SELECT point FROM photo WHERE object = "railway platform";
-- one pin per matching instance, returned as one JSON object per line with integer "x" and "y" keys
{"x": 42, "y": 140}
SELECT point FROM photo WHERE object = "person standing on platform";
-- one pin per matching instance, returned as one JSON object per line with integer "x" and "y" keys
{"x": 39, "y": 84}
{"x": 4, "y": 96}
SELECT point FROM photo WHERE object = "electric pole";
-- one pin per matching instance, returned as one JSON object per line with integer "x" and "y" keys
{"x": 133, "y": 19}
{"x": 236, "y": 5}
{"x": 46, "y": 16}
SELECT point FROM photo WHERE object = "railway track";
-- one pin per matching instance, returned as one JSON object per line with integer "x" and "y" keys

:::::

> [SHORT TASK] Recast the records above as a numbered list, one item per line, leaving out any blank lines.

> [RESULT]
1. SELECT point FROM photo WHERE object = "railway platform";
2. -- one pin per matching instance, returned as one JSON object per line with integer "x" and "y" keys
3. {"x": 42, "y": 140}
4. SELECT point FROM photo WHERE object = "person standing on platform";
5. -- one pin per matching instance, returned as one JSON object per line with integer "x" and "y" keys
6. {"x": 39, "y": 84}
7. {"x": 4, "y": 96}
8. SELECT point FROM photo WHERE object = "electric pole";
9. -- one pin per matching instance, returned as one JSON object per line with integer "x" and "y" keys
10. {"x": 133, "y": 19}
11. {"x": 236, "y": 5}
12. {"x": 46, "y": 16}
13. SELECT point FROM photo WHERE object = "railway track";
14. -- one pin per matching instance, returned as one JSON object per line with integer "x" and "y" keys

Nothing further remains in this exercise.